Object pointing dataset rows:
* Begin *
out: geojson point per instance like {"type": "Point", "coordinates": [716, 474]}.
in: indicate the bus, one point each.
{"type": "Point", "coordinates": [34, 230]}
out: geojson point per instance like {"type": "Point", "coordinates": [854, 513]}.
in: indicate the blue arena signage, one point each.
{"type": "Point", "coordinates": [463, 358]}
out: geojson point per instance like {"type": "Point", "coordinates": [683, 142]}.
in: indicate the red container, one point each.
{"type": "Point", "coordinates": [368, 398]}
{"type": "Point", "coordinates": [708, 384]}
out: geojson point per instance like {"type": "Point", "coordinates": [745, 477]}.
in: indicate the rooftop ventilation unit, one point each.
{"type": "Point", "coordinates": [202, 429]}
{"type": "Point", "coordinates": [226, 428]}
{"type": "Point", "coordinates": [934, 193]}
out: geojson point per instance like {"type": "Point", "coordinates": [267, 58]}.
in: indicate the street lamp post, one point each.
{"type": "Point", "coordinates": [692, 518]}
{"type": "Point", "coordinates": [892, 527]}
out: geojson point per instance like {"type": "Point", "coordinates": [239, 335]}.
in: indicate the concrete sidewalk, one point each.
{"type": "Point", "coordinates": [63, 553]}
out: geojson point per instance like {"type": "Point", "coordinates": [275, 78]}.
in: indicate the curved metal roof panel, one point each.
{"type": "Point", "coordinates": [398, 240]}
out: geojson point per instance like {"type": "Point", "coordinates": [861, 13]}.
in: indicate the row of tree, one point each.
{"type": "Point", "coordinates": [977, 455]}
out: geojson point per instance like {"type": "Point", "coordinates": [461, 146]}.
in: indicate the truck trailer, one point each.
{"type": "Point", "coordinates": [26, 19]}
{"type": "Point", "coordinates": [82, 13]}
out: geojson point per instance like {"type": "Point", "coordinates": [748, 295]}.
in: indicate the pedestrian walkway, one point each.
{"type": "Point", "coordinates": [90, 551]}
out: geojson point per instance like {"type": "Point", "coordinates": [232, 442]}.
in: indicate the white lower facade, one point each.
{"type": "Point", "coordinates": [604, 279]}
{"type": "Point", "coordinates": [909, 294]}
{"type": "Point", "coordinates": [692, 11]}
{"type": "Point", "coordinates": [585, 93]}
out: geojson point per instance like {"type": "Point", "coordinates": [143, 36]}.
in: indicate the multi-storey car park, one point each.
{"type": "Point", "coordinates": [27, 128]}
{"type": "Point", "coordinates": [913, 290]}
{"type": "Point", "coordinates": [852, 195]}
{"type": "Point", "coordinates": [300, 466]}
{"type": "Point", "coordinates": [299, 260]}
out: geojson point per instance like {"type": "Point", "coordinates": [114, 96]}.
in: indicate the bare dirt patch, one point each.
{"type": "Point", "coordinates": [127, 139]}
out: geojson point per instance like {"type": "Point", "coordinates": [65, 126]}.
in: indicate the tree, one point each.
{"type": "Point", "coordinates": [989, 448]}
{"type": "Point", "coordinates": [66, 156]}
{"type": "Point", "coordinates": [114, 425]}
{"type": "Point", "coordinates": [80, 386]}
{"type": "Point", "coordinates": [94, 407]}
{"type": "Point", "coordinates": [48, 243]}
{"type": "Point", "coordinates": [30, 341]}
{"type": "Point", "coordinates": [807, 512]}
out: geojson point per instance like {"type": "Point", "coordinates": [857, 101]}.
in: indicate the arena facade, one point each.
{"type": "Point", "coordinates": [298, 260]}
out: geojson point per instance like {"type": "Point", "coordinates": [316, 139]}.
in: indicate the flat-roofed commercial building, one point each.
* End *
• **AIM**
Repeat the entries exactly, all of them.

• **RESULT**
out: geojson point per instance like {"type": "Point", "coordinates": [716, 474]}.
in: indicate the bus, one point each.
{"type": "Point", "coordinates": [34, 230]}
out: geojson point per instance like {"type": "Point", "coordinates": [854, 513]}.
in: indicate the blue arena signage, one point each.
{"type": "Point", "coordinates": [463, 358]}
out: geojson point per instance like {"type": "Point", "coordinates": [683, 142]}.
in: indicate the red container, one point each.
{"type": "Point", "coordinates": [368, 398]}
{"type": "Point", "coordinates": [708, 384]}
out: geojson point per instance like {"type": "Point", "coordinates": [745, 477]}.
in: indicate the rooftop ventilation unit, one point each.
{"type": "Point", "coordinates": [202, 429]}
{"type": "Point", "coordinates": [226, 428]}
{"type": "Point", "coordinates": [934, 193]}
out: geojson point per instance like {"type": "Point", "coordinates": [267, 58]}.
in: indicate the street lamp post, one point each.
{"type": "Point", "coordinates": [692, 518]}
{"type": "Point", "coordinates": [892, 527]}
out: geojson point per instance like {"type": "Point", "coordinates": [239, 335]}.
in: indicate the concrete sidewalk, one point each.
{"type": "Point", "coordinates": [63, 553]}
out: geojson point per instance like {"type": "Point", "coordinates": [275, 78]}.
in: indicate the curved metal roof panel, one point each.
{"type": "Point", "coordinates": [398, 240]}
out: geojson point per instance like {"type": "Point", "coordinates": [861, 13]}.
in: indicate the row of tree, one point each.
{"type": "Point", "coordinates": [977, 455]}
out: geojson point per instance like {"type": "Point", "coordinates": [461, 146]}.
in: indicate the truck trailer, one point each.
{"type": "Point", "coordinates": [26, 19]}
{"type": "Point", "coordinates": [82, 13]}
out: geojson point per instance like {"type": "Point", "coordinates": [748, 295]}.
in: indicate the pedestrian walkway, one point each.
{"type": "Point", "coordinates": [90, 551]}
out: geojson point per instance like {"type": "Point", "coordinates": [232, 442]}.
in: indicate the white lower facade, one point each.
{"type": "Point", "coordinates": [604, 279]}
{"type": "Point", "coordinates": [909, 294]}
{"type": "Point", "coordinates": [692, 11]}
{"type": "Point", "coordinates": [585, 93]}
out: geojson point per instance like {"type": "Point", "coordinates": [143, 36]}.
in: indicate the multi-storey car park, one point each.
{"type": "Point", "coordinates": [27, 128]}
{"type": "Point", "coordinates": [913, 290]}
{"type": "Point", "coordinates": [852, 195]}
{"type": "Point", "coordinates": [300, 466]}
{"type": "Point", "coordinates": [299, 260]}
out: geojson point per instance like {"type": "Point", "coordinates": [114, 96]}.
in: indicate the bare dirt patch, one point each.
{"type": "Point", "coordinates": [127, 139]}
out: geojson point per instance like {"type": "Point", "coordinates": [65, 126]}.
in: indicate the tree, one point each.
{"type": "Point", "coordinates": [989, 448]}
{"type": "Point", "coordinates": [66, 156]}
{"type": "Point", "coordinates": [114, 425]}
{"type": "Point", "coordinates": [80, 386]}
{"type": "Point", "coordinates": [94, 407]}
{"type": "Point", "coordinates": [48, 243]}
{"type": "Point", "coordinates": [30, 341]}
{"type": "Point", "coordinates": [807, 512]}
out: geojson point per instance like {"type": "Point", "coordinates": [857, 101]}.
in: indicate the arena facade, one point each.
{"type": "Point", "coordinates": [298, 260]}
out: geojson point per instance like {"type": "Point", "coordinates": [316, 139]}.
in: indicate the flat-roofed commercial building, one point each.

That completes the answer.